OPDRACHTEN:
- 1) Bewerk het stuk uit het bronfragment van "Op het eiland" tot en met "Perboewatan werd genoemd." en geef het opnieuw weer, waarbij "Danau" wordt vervangen door "Danaoe".
- 2) Noem alle bergen op het eiland Krakatau die in het bronfragment bij naam worden genoemd.

BRONFRAGMENT:

Er bestonden namelijk slechts terreinschetsen van deze eilanden, die met elkaar groote afwijkingen vertoonen.
Op het eiland Krakatau zelf waren drie bergen. De Zuidelijkste berg was een steile vulkaan de Rakata geheeten, de middelste berg droeg den naam van Danau, terwijl de Noordelijkste berg van Krakatau Perboewatan werd genoemd.
Het eiland was moeilijk begaanbaar, door de verbrokkelde gesteenten en het weelderige tropische plantenkleed, dat het geheele eiland bedekte.
Dat wij iets weten van de gesteenten, waaruit Krakatau bestond, hebben wij uitsluitend te danken aan Verbeek. ‘Van de gelegenheid, dat het stoomschip Egeron in 1880 een tocht deed naar den Vlakken Hoek, in het belang van den dienst der bebakening en kustverlichting, maakte ik’ - zegt Verbeek in zijn standaardwerk, - ‘gebruik om die plaats en den fraaien toen juist opgerichten vuurtoren aldaar te bezoeken. Op de terugreis naar Batavia was het mij vergund een kort bezoek te brengen aan enkele eilanden van Straat Soenda.’
Onder deze eilanden behoorde ook Krakatau; en hoewel het oponthoud op al de 5 eilanden slechts eenige uren duurde, heeft dit bezoek van Verbeek ons onschatbare gegevens verschaft over de vulkanische natuur van Krakatau.

AANGELEVERDE GEGEVENS:
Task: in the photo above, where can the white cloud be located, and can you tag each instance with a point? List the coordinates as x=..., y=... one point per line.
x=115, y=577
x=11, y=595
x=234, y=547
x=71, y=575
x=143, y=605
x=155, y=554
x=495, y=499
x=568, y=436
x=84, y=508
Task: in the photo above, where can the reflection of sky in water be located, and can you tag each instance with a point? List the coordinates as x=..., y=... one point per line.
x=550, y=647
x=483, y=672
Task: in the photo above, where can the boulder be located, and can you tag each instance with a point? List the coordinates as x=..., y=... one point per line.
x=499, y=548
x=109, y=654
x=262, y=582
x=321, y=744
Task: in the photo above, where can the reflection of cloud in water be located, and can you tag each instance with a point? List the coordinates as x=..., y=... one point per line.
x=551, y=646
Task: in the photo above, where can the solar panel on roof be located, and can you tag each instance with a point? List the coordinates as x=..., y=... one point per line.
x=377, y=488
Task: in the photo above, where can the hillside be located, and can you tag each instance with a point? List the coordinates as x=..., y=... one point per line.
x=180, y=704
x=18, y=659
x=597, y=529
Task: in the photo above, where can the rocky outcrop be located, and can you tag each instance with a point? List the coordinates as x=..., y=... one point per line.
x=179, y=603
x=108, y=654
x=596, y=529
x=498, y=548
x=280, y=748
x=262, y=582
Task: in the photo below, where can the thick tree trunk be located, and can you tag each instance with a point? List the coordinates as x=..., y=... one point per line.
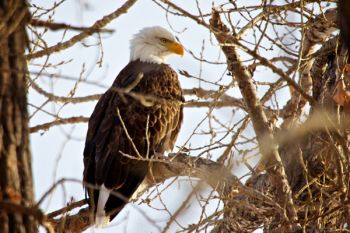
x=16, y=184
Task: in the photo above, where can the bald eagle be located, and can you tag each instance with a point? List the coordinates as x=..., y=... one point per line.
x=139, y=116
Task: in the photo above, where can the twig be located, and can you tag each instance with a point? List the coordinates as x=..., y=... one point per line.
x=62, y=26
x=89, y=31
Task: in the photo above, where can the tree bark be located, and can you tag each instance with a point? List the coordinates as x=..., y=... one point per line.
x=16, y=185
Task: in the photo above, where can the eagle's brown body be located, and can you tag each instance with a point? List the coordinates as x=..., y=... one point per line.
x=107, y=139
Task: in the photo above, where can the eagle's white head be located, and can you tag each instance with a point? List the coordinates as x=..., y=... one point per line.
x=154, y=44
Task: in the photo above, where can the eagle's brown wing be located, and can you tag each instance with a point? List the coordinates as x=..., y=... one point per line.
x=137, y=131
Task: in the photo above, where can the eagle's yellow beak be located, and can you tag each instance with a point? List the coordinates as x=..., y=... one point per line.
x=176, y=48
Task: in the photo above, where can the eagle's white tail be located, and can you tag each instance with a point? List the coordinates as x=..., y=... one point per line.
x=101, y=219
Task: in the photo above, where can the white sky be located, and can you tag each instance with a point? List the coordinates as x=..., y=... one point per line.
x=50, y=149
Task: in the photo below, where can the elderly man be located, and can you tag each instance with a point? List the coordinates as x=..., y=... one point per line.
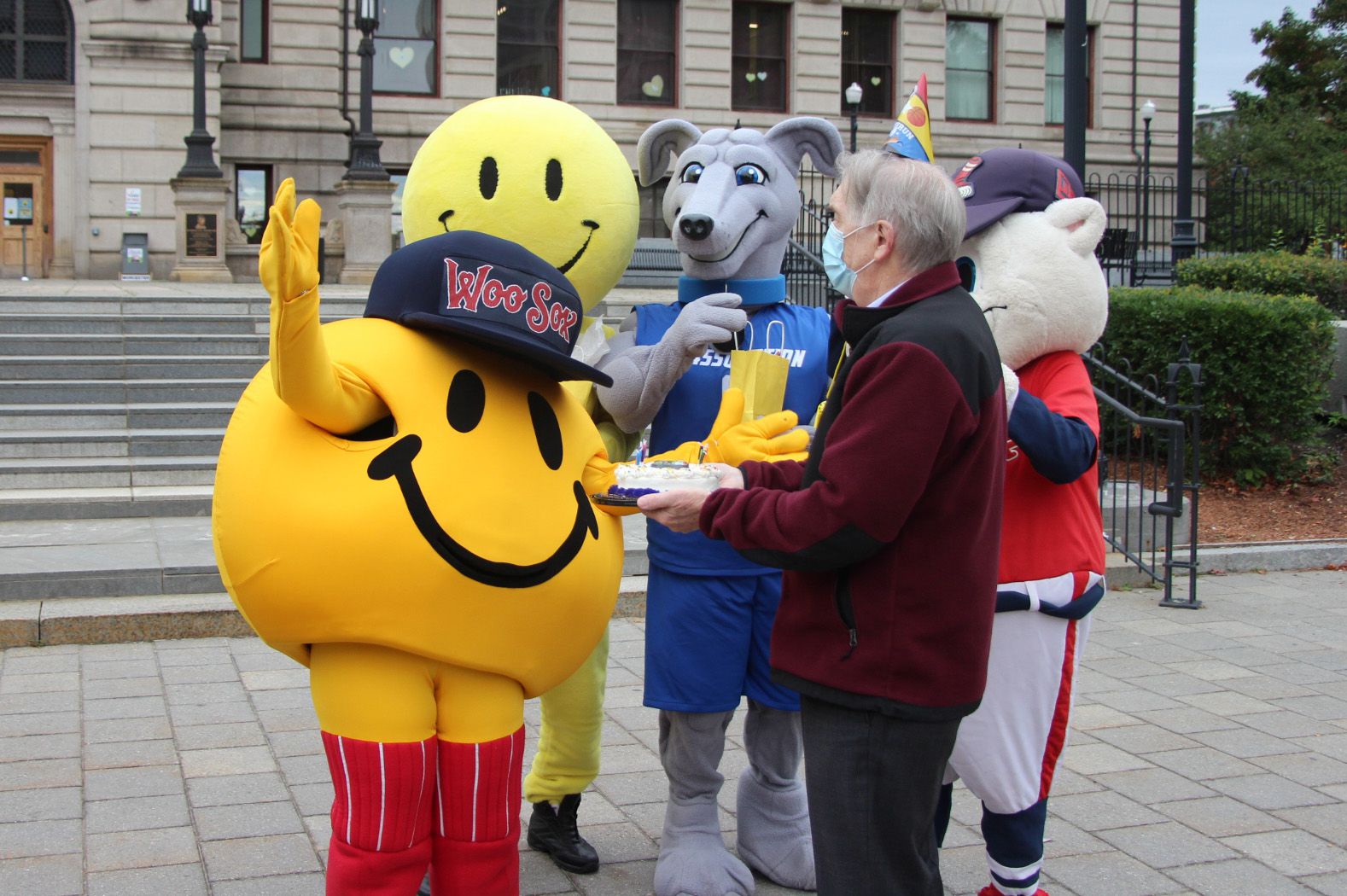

ANTWOORDEN:
- 1)
Op het eiland Krakatau zelf waren drie bergen. De Zuidelijkste berg was een steile vulkaan de Rakata geheeten, de middelste berg droeg den naam van Danaoe, terwijl de Noordelijkste berg van Krakatau Perboewatan werd genoemd.

- 2) Rakata, Danau en Perboewatan.